> **WRITTEN INSTRUCTION**: Render all of the data below as a JSON list of strings, with one string per line and any blank lines dropped.

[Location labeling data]
============
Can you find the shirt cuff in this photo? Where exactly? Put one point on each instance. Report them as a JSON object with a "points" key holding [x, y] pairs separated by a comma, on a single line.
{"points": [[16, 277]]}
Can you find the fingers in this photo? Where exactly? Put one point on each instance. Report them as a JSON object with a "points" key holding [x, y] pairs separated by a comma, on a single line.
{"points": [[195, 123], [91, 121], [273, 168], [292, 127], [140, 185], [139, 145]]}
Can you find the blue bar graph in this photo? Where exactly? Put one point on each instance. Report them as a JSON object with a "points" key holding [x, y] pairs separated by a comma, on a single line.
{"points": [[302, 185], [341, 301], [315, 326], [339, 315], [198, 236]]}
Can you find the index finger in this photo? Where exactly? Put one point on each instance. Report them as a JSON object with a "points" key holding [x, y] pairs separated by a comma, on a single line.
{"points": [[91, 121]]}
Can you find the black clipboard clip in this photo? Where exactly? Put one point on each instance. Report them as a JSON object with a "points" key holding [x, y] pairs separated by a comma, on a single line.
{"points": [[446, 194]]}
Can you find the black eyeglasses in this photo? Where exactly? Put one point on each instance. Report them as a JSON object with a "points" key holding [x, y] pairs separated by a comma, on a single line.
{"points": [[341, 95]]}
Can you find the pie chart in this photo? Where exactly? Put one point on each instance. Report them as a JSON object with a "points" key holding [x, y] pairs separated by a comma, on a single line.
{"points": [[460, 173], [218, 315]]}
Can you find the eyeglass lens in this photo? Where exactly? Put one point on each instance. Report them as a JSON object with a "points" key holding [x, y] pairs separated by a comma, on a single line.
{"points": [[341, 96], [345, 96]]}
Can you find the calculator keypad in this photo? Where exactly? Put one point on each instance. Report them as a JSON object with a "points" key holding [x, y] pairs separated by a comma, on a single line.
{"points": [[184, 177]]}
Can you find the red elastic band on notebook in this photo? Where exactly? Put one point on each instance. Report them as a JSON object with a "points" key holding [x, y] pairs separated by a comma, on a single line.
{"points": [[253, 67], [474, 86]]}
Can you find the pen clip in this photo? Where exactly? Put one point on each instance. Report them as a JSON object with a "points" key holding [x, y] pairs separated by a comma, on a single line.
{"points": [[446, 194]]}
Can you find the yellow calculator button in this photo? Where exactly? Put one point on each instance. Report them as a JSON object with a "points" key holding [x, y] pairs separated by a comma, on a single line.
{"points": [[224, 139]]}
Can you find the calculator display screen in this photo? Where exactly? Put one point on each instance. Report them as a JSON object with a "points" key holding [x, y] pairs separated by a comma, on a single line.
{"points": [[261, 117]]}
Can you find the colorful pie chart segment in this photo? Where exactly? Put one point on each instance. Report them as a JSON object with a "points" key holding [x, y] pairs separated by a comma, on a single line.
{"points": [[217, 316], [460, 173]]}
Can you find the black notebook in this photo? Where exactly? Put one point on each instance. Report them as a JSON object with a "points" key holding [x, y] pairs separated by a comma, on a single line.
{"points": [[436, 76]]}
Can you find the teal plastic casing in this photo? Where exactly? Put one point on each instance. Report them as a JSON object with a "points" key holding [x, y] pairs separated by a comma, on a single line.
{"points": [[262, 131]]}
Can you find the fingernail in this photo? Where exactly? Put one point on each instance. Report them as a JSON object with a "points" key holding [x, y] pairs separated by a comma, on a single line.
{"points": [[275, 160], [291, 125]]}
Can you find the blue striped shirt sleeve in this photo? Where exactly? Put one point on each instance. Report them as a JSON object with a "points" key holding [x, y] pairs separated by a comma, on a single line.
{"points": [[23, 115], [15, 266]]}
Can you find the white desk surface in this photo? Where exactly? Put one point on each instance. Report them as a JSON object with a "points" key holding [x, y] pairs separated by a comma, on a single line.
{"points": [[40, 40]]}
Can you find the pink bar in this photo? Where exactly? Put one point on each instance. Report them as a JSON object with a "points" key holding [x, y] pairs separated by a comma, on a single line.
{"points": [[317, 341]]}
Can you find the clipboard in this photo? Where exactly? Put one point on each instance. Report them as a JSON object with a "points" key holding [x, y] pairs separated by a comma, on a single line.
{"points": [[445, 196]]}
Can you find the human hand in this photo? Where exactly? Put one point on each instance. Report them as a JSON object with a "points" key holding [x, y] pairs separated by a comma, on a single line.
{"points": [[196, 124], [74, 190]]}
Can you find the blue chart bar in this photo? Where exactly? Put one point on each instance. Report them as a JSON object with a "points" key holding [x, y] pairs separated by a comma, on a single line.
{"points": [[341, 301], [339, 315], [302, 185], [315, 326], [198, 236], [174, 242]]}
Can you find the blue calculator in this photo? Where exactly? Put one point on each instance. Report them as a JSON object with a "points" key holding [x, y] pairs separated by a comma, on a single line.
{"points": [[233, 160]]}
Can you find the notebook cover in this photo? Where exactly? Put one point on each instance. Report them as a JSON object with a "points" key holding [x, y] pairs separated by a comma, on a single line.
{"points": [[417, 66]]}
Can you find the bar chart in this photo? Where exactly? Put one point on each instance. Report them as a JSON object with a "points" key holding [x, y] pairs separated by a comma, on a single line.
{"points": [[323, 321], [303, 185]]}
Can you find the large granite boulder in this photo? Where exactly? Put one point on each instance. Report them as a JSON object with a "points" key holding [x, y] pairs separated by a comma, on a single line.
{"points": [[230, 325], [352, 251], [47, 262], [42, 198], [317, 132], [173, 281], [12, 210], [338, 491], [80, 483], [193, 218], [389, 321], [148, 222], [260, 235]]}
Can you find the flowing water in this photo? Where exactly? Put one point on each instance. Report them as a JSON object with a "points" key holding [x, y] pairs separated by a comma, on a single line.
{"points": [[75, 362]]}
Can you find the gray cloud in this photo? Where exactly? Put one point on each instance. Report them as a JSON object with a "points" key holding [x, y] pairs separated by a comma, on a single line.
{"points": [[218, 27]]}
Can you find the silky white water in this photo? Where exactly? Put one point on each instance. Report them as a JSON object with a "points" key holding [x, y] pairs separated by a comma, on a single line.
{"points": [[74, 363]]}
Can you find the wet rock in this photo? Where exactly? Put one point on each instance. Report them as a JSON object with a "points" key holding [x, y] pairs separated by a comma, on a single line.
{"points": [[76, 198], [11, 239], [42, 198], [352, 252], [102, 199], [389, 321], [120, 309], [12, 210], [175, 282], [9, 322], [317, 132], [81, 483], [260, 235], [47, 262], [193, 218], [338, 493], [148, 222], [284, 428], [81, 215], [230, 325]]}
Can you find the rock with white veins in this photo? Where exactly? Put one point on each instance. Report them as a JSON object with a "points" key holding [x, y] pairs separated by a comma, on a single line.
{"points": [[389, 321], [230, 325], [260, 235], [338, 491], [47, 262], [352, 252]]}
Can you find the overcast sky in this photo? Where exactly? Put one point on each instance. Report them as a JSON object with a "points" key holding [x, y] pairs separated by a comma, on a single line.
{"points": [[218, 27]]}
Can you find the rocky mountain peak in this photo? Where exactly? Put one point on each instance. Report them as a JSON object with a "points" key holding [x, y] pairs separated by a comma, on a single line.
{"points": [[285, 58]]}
============
> **RESPONSE BELOW**:
[
  "Can you find the shirt cuff in this photo? Where exactly? Put one point on each instance. Report them as a JSON object with a \"points\" key holding [x, y] pairs separated by a comma, on a single line.",
  "{\"points\": [[16, 277]]}",
  "Can you find the fingers in this photo? Where exactly? Put one point on each instance. Report them as a JSON object with a \"points\" key holding [x, y] pairs separated by a comma, on a single line.",
  "{\"points\": [[195, 123], [91, 121], [273, 168], [292, 127], [140, 185], [139, 145]]}",
  "Can you find the blue bar graph in this photo? Where exactly? Put one point on each instance. Report them as a JSON object with a \"points\" key holding [x, y] pairs separated by a comma, on a single line.",
  "{\"points\": [[302, 185], [341, 301], [315, 326], [339, 315], [198, 236]]}",
  "Can you find the index finger in this photo? Where exactly? Put one point on each instance. Report them as a JSON object with a \"points\" key holding [x, y] pairs separated by a comma, on a single line.",
  "{\"points\": [[91, 121]]}",
  "Can you find the black clipboard clip in this photo? Where exactly? Put one point on each instance. Report them as a JSON object with a \"points\" key holding [x, y] pairs separated by a comma, on a single line.",
  "{\"points\": [[446, 194]]}",
  "Can you find the black eyeglasses in this photo? Where exactly? Put one point on each instance. Report them as a JSON object with a \"points\" key holding [x, y] pairs separated by a comma, on a single line.",
  "{\"points\": [[341, 95]]}",
  "Can you find the pie chart in this photo? Where exactly? Put one point on each instance. Report them as a JSON object with a \"points\" key holding [x, y] pairs separated by a comma, on a single line.",
  "{\"points\": [[460, 173], [218, 315]]}",
  "Can you find the eyeglass lens in this photo? Where exactly? Put one point on each instance. Report them as a JSON object with a \"points\" key holding [x, y] pairs separated by a comma, on a single line.",
  "{\"points\": [[341, 96], [345, 96]]}",
  "Can you find the calculator keypad in this photo? Where exactly? Put one point on each instance. Report them as a JSON object with a \"points\" key holding [x, y] pairs separated by a comma, on a single line.",
  "{\"points\": [[184, 177]]}",
  "Can you find the red elastic band on notebook in this photo? Where exactly? Put one point on each instance. Report them as a JSON object with a \"points\" key holding [x, y] pairs separated by a comma, on a single line.",
  "{\"points\": [[253, 67], [474, 86]]}",
  "Can you find the pen clip in this photo? Where exactly? Put one point on each instance. Report them as a JSON object with a \"points\" key holding [x, y] pairs separated by a comma, on a single line.",
  "{\"points\": [[446, 194]]}",
  "Can you find the yellow calculator button in this photo? Where exactly? Put one point on each instance. Report them as a JSON object with a \"points\" key holding [x, y] pairs separated by a comma, on a single line.",
  "{\"points\": [[224, 139]]}",
  "Can you find the calculator display screen in this photo? Where exactly? Put one point on each instance. Report them as a JSON object with a \"points\" key holding [x, y] pairs separated by a comma, on a single line.",
  "{\"points\": [[261, 117]]}",
  "Can you find the colorful pie chart segment in this photo? Where exactly? Put one point on each instance. Report them as a JSON object with a \"points\" key holding [x, y] pairs separated by a comma, on a single line.",
  "{\"points\": [[217, 316], [460, 173]]}",
  "Can you find the black notebook in this photo? Where exactly? Put one point on each instance. Report them as a JSON object with a \"points\" key holding [x, y] pairs separated by a comma, on a single line.",
  "{\"points\": [[436, 76]]}",
  "Can you find the teal plastic casing in this photo? Where exactly? Put one point on each instance. Report them as a JSON object with a \"points\" key holding [x, y] pairs separated by a comma, on a single line.",
  "{\"points\": [[262, 131]]}",
  "Can you find the fingernail in this photo? Where exactly? Put one point on each instance. Report them as a JSON object with a \"points\" key holding [x, y] pairs separated by a comma, on a single line.",
  "{\"points\": [[275, 160], [291, 125]]}",
  "Can you find the blue striped shirt sleeve in this photo? Where exactly? Put one point on each instance. Report them as a JSON object with a \"points\" key holding [x, y] pairs separated by a comma, on a single line.",
  "{\"points\": [[23, 115], [15, 266]]}",
  "Can you find the white desk surface in this photo? Where exactly? Put one point on each instance. Report them as a JSON object with a \"points\" key holding [x, y] pairs separated by a comma, on a single line.",
  "{\"points\": [[40, 40]]}",
  "Can you find the pink bar in this photo? Where exactly? Put one point on each instance. Report them as a JSON object with a \"points\" key holding [x, y] pairs separated by a comma, on a single line.",
  "{\"points\": [[317, 341]]}",
  "Can you find the clipboard in this photo? Where exactly? Put one point on each instance. Report them as a JSON object with a \"points\" key holding [x, y] pairs separated by a comma, on a single line.",
  "{\"points\": [[445, 196]]}",
  "Can you find the human hand in this photo? Where exactly? Put one point on each instance. Report them as a JSON object with a \"points\" key holding [x, y] pairs separated by a comma, on a single line.",
  "{\"points\": [[196, 124], [74, 190]]}",
  "Can you find the blue chart bar in this photo? Where exactly? Put one point on each instance. Report them as a JSON object with a \"points\" key holding [x, y] pairs separated by a comma, on a single line.",
  "{\"points\": [[341, 301], [339, 315], [302, 185], [315, 326], [198, 236], [174, 242]]}",
  "Can you find the blue calculator in this photo? Where exactly? Put one point on each instance. Report them as a JSON object with a \"points\" key holding [x, y] pairs separated by a comma, on a single line.",
  "{\"points\": [[233, 160]]}",
  "Can you find the notebook cover in this photo? Where exactly? Put one point on each instance. Report them as a JSON object with a \"points\" key holding [x, y] pairs separated by a comma, on a single line.",
  "{\"points\": [[417, 66]]}",
  "Can you find the bar chart in this photo? Where exactly? Put one point on each instance. Report them as a JSON object with a \"points\" key holding [x, y] pairs separated by a comma, on a single line.",
  "{\"points\": [[323, 321], [303, 185]]}",
  "Can you find the large granite boulder in this photo? Where exactly? Put one point on each instance. Report them as a JSON object with a \"points\" key holding [x, y] pairs separated by a comma, on a single line.",
  "{\"points\": [[230, 325], [352, 251], [47, 262], [42, 198], [317, 132], [173, 281], [12, 210], [338, 491], [80, 483], [193, 218], [389, 321], [148, 222], [260, 235]]}",
  "Can you find the flowing water in this photo? Where exactly? Put one point on each instance. Report them as a JSON object with a \"points\" key holding [x, y] pairs separated by a comma, on a single line.",
  "{\"points\": [[75, 362]]}",
  "Can you find the gray cloud in this photo? Where exactly? Put one point on each instance. Report them as a JSON object with a \"points\" key holding [x, y] pairs separated by a comma, on a single line.",
  "{\"points\": [[218, 27]]}",
  "Can you find the silky white water in this photo? Where exactly? Put one point on each instance. Report them as a JSON object with a \"points\" key holding [x, y] pairs separated by a comma, on a single line.",
  "{\"points\": [[74, 363]]}",
  "Can you find the wet rock in this photo? Where exactly? Put one point on each instance. Report them as a JSON object with a \"points\" key holding [x, y] pairs separated by a comma, on a single line.",
  "{\"points\": [[76, 198], [11, 239], [42, 198], [352, 252], [102, 199], [389, 321], [120, 309], [12, 210], [175, 282], [9, 322], [317, 132], [81, 483], [260, 235], [47, 262], [193, 218], [338, 493], [148, 222], [284, 428], [81, 215], [230, 325]]}",
  "Can you find the rock with white veins in this photo? Where exactly? Put one point on each instance. Report them as a JSON object with a \"points\" key holding [x, y] pairs separated by a comma, on a single line.",
  "{\"points\": [[389, 321], [230, 325], [260, 235], [338, 491], [47, 262], [352, 252]]}",
  "Can you find the overcast sky in this photo? Where exactly? Put one point on each instance. Report them as a JSON object with a \"points\" key holding [x, y] pairs separated by a comma, on a single line.",
  "{\"points\": [[218, 27]]}",
  "Can you find the rocky mountain peak in this photo? Where exactly? Put one point on each instance. Report them as a JSON object with a \"points\" key holding [x, y] pairs separated by a comma, on a single line.",
  "{\"points\": [[285, 58]]}"
]